[[ Provided text open ]]
Zillow Group is now using its well-known Zestimate home value estimation tool to make cash offers on homes. It’s part of the company’s push to become a central hub for people looking to sell their home.

The feature is available for qualifying homes in 20 markets sold via Zillow Offers, the company’s home-buying and selling “iBuyer” service.

The Zestimate crunches various public records data and uses AI to come up with a price. It has improved over the years and now has a median error rate for on-market homes of 1.9%.

Zillow launched the Zestimate in 2006. It marked the first time that homeowners gained access to estimated home values — data that was previously only available to real estate agents, appraisers and mortgage lenders.

Some have criticized the tool over the years. A group of homeowners in Illinois sued Zillow in 2017, alleging that the Zestimate tool is often inaccurate and difficult to get changed, and that Zillow markets it as roughly equivalent to an appraisal. The homeowners argued that the tool undervalued their homes and made it harder for them to sell. A federal appeals court sided with Zillow in the lawsuit.

Zillow CEO Rich Barton called the Zestimate “very provocative and personal and a little voyeuristic” in a 2016 GeekWire interview discussing how the company came up with the tool.

Zillow is using its growing Zillow Offers service as part of the company’s new focus on the end-to-end home-buying and selling experience. Zillow stopped Zillow Offers as the COVID-19 outbreak began but the business is now active in all 25 markets.

The company is reorganizing its structure to focus more on a customer’s holistic needs — they may need an agent, then a mortgage, then a Zillow Offers bid to sell their home, for example.

Barton alluded to the “bundled seamless transaction” on the company’s fourth quarter earnings call with analysts last week.

“The world is going to one click — why not real estate? That’s where we’re headed,” Barton said. “The fact that we have invested in every one of these ancillary services and now can begin to stitch them together in a way that a lot of the folks who provide point solutions can’t or struggle with — this is a big strategic bet.”

Barton added: “We’re really excited by the early signals that we’re seeing in an integrated bundled offering. It just makes so much sense.”

Zillow last week beat analyst estimates for its fourth quarter earnings. The company is benefiting from a strong U.S. housing market that gained nearly $2.5 trillion in value last year, the most since 2005, according to a Zillow analysis.
[[ Provided text closed ]]
→ **Work request 1**
List every calendar year named in the Zillow article, in the order they appear.
→ **Work request 2**
Rewrite the Zillow article from "Barton alluded to" to "a Zillow analysis.", replacing "Barton" with "Zillow's CEO" each time it appears.
→ **Work request 3**
According to the Zillow article, what is the Zestimate's median error rate for on-market homes?
None of the rows are needed.
[[ Record set open ]]
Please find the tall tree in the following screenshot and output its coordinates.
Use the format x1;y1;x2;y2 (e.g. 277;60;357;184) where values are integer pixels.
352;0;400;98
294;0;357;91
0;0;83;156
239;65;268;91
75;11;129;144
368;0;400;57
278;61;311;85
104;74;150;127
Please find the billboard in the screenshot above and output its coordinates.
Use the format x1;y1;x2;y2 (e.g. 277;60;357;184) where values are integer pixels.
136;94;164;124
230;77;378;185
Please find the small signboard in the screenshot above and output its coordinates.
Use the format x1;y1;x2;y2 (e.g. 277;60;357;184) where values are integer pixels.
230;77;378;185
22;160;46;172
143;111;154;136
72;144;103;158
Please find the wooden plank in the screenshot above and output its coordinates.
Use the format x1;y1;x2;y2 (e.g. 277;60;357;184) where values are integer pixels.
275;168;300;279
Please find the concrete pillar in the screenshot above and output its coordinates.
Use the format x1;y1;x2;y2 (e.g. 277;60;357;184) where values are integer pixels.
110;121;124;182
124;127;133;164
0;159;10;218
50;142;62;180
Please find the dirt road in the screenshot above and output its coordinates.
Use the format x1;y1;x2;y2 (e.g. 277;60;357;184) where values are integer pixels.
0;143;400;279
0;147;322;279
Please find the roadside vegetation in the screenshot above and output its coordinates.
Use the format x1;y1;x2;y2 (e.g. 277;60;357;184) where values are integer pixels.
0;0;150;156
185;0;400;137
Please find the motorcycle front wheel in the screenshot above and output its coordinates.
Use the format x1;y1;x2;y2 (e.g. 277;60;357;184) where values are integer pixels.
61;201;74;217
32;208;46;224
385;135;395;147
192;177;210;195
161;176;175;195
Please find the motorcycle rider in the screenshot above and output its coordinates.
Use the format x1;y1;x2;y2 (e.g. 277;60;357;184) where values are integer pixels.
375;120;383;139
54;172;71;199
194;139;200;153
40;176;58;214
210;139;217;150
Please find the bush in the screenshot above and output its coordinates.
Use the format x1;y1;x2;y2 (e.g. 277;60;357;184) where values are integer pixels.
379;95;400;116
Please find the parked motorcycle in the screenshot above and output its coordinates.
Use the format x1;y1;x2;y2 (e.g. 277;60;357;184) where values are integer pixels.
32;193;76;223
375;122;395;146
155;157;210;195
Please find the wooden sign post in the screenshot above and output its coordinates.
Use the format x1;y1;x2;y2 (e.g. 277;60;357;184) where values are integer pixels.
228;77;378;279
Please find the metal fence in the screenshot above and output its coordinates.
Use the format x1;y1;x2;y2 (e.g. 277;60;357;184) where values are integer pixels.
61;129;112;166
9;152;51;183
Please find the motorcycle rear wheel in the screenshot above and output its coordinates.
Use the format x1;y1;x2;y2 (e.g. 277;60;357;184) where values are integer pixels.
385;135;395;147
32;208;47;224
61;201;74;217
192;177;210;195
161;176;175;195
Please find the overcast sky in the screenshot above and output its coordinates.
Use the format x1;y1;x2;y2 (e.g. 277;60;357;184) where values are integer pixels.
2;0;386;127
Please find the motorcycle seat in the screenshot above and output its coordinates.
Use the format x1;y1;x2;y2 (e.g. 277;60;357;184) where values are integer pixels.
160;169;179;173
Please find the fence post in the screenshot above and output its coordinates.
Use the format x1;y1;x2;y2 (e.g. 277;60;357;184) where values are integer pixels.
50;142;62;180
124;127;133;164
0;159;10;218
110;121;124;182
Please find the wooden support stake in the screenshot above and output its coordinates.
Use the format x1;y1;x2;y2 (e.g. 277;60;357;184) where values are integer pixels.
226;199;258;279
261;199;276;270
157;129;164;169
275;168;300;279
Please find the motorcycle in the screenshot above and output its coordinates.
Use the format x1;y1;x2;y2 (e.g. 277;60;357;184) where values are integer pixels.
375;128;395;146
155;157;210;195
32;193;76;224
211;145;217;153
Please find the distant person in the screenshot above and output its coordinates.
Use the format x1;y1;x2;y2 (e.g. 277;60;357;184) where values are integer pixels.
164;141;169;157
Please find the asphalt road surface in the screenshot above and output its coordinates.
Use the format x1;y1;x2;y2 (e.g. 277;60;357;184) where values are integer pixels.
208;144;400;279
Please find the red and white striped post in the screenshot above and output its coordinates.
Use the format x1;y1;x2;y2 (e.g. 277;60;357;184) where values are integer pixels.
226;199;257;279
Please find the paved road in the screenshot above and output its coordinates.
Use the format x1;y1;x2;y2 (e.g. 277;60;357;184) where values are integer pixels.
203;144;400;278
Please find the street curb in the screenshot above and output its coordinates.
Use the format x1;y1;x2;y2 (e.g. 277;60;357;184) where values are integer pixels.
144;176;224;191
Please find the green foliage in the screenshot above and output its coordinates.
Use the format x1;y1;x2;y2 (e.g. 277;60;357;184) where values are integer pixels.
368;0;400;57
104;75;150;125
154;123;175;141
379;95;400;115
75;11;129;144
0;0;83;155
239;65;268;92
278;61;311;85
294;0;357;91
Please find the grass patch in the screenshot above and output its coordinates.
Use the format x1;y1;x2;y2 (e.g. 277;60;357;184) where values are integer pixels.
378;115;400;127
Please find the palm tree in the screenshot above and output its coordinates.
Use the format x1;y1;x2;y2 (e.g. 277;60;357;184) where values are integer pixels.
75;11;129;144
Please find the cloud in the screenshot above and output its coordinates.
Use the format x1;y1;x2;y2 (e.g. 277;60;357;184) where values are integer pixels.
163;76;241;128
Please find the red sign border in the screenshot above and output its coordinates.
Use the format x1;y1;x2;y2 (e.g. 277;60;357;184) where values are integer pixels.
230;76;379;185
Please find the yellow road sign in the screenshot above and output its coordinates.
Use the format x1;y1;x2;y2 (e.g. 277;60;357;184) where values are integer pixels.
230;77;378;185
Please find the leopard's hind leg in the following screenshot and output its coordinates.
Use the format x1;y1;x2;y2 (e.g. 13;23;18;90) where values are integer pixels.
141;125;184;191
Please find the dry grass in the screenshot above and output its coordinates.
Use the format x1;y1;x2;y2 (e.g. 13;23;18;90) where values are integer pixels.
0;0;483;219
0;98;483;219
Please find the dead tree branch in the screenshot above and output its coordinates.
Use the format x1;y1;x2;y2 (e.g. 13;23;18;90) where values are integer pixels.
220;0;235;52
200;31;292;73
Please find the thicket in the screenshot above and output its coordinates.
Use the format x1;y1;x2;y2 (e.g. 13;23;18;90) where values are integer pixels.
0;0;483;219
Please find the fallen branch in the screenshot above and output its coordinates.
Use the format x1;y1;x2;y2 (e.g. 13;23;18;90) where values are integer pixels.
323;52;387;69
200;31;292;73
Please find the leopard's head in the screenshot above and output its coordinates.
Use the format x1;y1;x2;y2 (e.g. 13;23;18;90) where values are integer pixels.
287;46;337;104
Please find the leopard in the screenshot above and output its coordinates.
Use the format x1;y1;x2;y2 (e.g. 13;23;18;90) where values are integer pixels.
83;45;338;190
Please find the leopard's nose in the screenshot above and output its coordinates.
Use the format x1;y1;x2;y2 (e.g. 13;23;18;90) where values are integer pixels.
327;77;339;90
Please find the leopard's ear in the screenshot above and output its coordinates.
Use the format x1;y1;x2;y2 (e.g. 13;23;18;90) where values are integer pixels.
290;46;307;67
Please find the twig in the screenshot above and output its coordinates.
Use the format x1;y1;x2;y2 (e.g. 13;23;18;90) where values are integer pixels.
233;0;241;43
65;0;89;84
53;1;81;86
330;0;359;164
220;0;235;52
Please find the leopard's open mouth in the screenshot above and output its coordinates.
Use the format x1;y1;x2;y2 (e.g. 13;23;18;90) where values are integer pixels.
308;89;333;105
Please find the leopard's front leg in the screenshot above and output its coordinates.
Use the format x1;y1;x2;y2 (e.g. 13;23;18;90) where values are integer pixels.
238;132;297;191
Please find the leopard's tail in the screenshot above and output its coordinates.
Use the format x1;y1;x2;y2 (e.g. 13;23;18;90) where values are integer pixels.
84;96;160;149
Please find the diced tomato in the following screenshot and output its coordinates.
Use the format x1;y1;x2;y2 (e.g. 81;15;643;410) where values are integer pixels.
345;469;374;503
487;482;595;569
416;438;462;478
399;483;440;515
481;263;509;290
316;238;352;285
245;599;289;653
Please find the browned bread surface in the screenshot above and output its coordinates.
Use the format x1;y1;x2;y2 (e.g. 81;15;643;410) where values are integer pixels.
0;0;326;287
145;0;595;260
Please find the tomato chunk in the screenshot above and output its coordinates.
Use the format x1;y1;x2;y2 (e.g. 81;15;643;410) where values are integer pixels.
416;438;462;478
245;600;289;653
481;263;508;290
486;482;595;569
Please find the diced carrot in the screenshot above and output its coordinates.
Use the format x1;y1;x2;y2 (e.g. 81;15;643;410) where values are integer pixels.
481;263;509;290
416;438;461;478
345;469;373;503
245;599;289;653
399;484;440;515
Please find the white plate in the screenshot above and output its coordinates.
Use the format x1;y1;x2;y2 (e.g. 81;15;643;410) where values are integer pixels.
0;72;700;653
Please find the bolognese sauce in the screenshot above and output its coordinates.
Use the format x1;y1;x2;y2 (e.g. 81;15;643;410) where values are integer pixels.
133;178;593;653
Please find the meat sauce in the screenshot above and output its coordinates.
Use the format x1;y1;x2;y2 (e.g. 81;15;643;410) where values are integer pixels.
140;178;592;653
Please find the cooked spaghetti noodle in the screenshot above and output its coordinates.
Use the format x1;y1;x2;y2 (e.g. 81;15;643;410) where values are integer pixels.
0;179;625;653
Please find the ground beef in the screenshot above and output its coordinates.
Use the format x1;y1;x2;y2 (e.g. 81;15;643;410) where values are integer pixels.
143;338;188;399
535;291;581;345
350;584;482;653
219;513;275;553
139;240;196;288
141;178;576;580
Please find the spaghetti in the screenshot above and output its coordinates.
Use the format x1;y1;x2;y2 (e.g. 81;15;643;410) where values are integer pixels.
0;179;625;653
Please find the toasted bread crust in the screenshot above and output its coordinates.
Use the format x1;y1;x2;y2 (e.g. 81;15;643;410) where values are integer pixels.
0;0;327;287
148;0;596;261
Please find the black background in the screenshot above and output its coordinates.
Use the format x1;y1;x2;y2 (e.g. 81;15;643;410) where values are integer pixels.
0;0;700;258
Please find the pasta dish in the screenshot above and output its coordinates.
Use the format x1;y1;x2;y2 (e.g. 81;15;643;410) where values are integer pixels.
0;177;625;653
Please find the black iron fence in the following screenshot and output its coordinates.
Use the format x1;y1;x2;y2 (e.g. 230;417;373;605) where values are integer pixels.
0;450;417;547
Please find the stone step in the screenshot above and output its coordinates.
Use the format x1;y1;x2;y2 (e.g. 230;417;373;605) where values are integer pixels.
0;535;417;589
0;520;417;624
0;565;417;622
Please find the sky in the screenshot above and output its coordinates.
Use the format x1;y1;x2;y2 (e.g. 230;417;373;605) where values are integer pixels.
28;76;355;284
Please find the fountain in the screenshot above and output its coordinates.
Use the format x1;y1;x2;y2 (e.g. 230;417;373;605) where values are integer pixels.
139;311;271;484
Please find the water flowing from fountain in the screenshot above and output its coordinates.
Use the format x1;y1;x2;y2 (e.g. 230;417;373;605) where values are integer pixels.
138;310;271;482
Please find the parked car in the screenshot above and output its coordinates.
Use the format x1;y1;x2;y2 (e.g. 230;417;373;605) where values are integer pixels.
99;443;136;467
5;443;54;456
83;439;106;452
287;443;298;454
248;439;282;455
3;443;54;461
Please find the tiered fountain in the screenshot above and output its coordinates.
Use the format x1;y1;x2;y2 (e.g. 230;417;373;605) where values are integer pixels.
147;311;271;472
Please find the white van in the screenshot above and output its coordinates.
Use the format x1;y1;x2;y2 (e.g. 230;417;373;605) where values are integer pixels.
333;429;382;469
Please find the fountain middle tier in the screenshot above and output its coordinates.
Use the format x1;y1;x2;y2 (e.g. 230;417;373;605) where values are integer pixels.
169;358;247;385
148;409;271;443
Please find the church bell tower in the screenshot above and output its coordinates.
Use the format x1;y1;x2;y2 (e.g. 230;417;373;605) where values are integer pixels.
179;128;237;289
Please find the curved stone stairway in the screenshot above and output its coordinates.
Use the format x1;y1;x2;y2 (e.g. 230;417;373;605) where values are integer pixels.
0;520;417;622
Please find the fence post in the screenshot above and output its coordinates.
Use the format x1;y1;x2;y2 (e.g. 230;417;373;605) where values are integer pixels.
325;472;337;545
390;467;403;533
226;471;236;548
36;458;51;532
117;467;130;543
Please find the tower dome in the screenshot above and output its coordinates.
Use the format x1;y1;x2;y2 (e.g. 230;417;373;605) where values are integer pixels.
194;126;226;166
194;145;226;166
[[ Record set closed ]]
→ **Exercise response 1**
2006, 2017, 2016, 2005

→ **Exercise response 2**
Zillow's CEO alluded to the “bundled seamless transaction” on the company’s fourth quarter earnings call with analysts last week.

“The world is going to one click — why not real estate? That’s where we’re headed,” Zillow's CEO said. “The fact that we have invested in every one of these ancillary services and now can begin to stitch them together in a way that a lot of the folks who provide point solutions can’t or struggle with — this is a big strategic bet.”

Zillow's CEO added: “We’re really excited by the early signals that we’re seeing in an integrated bundled offering. It just makes so much sense.”

Zillow last week beat analyst estimates for its fourth quarter earnings. The company is benefiting from a strong U.S. housing market that gained nearly $2.5 trillion in value last year, the most since 2005, according to a Zillow analysis.

→ **Exercise response 3**
1.9%